» **What to produce**:
Rewrite the stretch of lines from the start through the one containing "top-left (397, 69), bottom-right (650, 390)", keeping every line. Increase each coordinate in the answer boxes by 149 and leave all other numbers unchanged.

>> BEGIN Extracted records

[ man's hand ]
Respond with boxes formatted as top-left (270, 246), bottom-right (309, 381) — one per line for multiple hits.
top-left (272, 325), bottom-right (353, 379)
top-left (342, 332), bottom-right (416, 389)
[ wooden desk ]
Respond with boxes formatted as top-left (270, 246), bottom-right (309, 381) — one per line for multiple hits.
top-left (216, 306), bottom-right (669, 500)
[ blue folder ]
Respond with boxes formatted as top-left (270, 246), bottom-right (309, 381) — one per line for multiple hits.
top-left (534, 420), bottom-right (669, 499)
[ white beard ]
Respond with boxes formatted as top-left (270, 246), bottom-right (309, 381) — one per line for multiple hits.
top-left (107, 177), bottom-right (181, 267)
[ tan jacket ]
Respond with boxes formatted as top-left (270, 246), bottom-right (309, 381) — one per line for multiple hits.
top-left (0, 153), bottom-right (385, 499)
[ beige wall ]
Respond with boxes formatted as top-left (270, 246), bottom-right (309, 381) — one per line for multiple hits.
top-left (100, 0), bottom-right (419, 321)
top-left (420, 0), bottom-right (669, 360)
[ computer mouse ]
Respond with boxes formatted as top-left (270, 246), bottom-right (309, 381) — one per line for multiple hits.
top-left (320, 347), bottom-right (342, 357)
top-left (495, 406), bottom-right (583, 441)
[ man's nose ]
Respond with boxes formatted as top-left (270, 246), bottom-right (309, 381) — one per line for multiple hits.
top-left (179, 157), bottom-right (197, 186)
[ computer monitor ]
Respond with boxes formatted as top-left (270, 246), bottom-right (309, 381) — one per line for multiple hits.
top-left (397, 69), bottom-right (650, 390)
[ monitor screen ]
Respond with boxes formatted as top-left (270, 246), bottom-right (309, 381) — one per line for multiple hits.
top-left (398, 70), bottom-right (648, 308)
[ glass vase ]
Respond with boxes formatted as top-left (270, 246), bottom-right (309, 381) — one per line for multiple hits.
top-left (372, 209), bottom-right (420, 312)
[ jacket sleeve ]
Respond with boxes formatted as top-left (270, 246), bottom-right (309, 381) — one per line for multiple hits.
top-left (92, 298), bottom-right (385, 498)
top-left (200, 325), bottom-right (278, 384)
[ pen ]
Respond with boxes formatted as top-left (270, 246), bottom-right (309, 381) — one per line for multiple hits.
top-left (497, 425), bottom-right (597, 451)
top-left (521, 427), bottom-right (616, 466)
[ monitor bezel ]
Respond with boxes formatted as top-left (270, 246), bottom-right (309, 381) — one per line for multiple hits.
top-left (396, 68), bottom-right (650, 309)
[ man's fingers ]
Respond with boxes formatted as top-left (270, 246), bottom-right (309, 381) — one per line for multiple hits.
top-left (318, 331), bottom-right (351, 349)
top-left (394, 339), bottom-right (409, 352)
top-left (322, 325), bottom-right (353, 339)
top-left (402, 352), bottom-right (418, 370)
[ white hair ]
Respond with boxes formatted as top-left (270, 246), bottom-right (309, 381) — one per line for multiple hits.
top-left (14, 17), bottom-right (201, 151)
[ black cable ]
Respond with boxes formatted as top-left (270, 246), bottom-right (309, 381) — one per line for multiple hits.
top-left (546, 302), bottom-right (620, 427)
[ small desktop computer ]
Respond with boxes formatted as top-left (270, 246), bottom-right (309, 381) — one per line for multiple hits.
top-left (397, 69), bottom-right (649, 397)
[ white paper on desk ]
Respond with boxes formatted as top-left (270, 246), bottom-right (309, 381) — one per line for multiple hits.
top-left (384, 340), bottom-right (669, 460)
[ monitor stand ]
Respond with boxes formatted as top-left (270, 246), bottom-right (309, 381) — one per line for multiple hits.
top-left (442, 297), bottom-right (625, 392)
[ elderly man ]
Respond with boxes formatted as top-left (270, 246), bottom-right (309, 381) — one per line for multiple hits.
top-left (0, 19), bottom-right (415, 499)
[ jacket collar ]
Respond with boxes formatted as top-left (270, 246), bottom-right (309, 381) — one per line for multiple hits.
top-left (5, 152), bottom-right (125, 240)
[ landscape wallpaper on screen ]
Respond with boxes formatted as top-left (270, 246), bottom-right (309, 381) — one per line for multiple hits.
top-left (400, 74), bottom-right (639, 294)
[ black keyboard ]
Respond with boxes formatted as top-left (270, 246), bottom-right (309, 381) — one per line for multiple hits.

>> END Extracted records

» **Solution to the exercise**:
[ man's hand ]
Respond with boxes formatted as top-left (270, 246), bottom-right (309, 381) — one per line for multiple hits.
top-left (421, 474), bottom-right (502, 528)
top-left (491, 481), bottom-right (565, 538)
[ wooden desk ]
Respond with boxes formatted as top-left (270, 246), bottom-right (309, 381) — one per line for multiple hits.
top-left (365, 455), bottom-right (818, 649)
[ blue folder ]
Respond with boxes formatted as top-left (270, 246), bottom-right (309, 381) — one per line for multiple hits.
top-left (683, 569), bottom-right (818, 648)
[ white beard ]
Respond with boxes formatted as top-left (270, 246), bottom-right (309, 381) — one per line for multiple hits.
top-left (256, 326), bottom-right (330, 416)
[ tan jacket ]
Respond with boxes formatted as top-left (270, 246), bottom-right (309, 381) — one per line for multiple hits.
top-left (149, 302), bottom-right (534, 648)
[ beige wall ]
Respond with boxes formatted as top-left (270, 246), bottom-right (309, 381) — one per line for multiple hits.
top-left (249, 149), bottom-right (568, 470)
top-left (569, 149), bottom-right (818, 509)
[ computer mouse ]
Respond with boxes formatted as top-left (270, 246), bottom-right (309, 381) — one per line for multiple hits.
top-left (469, 496), bottom-right (491, 506)
top-left (644, 555), bottom-right (732, 590)
[ man's nose ]
Respond with boxes formatted as top-left (270, 246), bottom-right (309, 381) — one per line for multiple hits.
top-left (328, 306), bottom-right (346, 335)
[ computer monitor ]
Respond with boxes formatted as top-left (270, 246), bottom-right (309, 381) — one per line for multiple hits.
top-left (546, 218), bottom-right (799, 539)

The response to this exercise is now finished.